A run of entries:
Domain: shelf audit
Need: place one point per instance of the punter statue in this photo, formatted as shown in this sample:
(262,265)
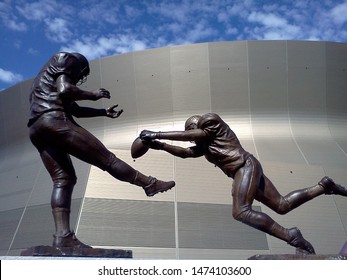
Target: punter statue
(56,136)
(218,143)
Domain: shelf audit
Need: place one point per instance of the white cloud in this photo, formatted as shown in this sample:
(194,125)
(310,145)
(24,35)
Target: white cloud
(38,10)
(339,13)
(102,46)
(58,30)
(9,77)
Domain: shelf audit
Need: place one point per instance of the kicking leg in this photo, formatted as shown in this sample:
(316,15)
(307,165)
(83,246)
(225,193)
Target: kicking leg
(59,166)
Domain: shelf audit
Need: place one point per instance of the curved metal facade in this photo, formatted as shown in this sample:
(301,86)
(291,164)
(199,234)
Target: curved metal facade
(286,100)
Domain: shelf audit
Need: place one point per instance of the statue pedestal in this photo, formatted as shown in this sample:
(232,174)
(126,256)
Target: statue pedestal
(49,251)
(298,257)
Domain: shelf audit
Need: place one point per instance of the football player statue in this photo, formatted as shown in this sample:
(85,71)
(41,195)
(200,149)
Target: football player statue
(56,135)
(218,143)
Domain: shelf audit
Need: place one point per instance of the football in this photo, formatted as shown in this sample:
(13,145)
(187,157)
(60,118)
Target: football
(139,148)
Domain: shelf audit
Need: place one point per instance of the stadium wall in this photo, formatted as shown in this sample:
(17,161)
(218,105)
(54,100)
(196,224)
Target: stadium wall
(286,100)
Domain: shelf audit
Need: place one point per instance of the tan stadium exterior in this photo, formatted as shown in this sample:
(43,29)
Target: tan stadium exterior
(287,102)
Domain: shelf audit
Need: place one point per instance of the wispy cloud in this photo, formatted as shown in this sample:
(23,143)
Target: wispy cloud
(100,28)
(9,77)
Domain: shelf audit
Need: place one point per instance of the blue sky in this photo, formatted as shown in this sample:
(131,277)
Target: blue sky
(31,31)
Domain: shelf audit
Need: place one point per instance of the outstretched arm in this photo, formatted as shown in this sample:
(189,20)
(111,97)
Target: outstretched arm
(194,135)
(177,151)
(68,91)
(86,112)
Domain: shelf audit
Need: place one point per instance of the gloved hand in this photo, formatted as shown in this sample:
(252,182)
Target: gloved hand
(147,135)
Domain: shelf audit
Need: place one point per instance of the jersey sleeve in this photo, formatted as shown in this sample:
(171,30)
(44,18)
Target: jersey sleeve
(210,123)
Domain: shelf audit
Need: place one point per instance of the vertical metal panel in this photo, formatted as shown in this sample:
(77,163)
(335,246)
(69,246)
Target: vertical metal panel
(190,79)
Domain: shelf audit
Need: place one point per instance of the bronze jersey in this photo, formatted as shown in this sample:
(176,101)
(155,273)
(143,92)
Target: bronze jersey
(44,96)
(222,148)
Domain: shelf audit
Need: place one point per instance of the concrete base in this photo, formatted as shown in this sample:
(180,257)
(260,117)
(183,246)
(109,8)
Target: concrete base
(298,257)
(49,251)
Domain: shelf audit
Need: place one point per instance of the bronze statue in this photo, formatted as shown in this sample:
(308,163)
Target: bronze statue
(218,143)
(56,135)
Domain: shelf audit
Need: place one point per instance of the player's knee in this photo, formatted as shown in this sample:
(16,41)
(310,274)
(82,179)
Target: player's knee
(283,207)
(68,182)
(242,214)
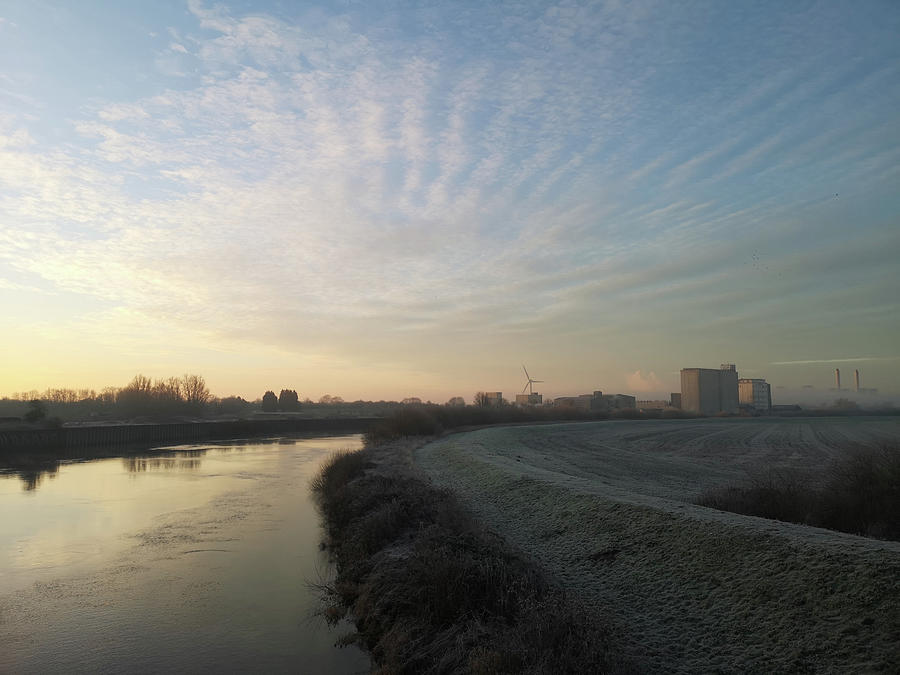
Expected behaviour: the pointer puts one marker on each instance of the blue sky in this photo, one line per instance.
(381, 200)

* Instruction: Reproduce verbatim the lines of the entries, starting with the line that contains "Expected behaviour: the" and going on through the end of the entries.

* The completed task:
Expected behaviour: the pointer puts one marker on each instance of the blue sky in this photo, one line per instance.
(381, 200)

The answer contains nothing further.